We had a short lesson then a Christmas party at RCIA class last week and it was both fun and frustrating. I mean seriously is it that odd for a wife to make her husband's plate? No one looked offended it was just the look of utter shock that passed over the faces of those who realized Das was sitting down and I was getting his meal and making sure he had drinks. It's not that I made a big deal of it it's just that because I was the only wife doing anything remotely like it I stood out. I want to be in the company of people where that doesn't stand out, where it's the norm at least sometimes. This is the biggest difficulty I've had with moving.
We have tried to ease into the scene here but it's a very different scene. The scene in TX changed over the last few years but at least we already knew enough people that even if we had no desire to go in certain directions we were well able to spend time with likeminded people in relaxed situations. Family dinners, brunches, shopping trips just regular life stuff with people who didn't question that I needed permission and had curfews and stuff. I guess you really don't know what you have until it's gone.

Listed entries:
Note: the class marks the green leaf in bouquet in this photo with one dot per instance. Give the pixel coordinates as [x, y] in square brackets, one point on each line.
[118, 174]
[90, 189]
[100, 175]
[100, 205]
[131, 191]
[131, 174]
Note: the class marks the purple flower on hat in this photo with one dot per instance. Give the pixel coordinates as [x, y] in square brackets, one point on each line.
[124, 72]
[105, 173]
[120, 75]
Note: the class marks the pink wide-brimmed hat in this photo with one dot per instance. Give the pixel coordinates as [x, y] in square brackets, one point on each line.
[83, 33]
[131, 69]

Work order: Please copy the passage about the RCIA Christmas party from "We had a short" to "had with moving.", swapping "plate" for "dish".

Exercise solution:
We had a short lesson then a Christmas party at RCIA class last week and it was both fun and frustrating. I mean seriously is it that odd for a wife to make her husband's dish? No one looked offended it was just the look of utter shock that passed over the faces of those who realized Das was sitting down and I was getting his meal and making sure he had drinks. It's not that I made a big deal of it it's just that because I was the only wife doing anything remotely like it I stood out. I want to be in the company of people where that doesn't stand out, where it's the norm at least sometimes. This is the biggest difficulty I've had with moving.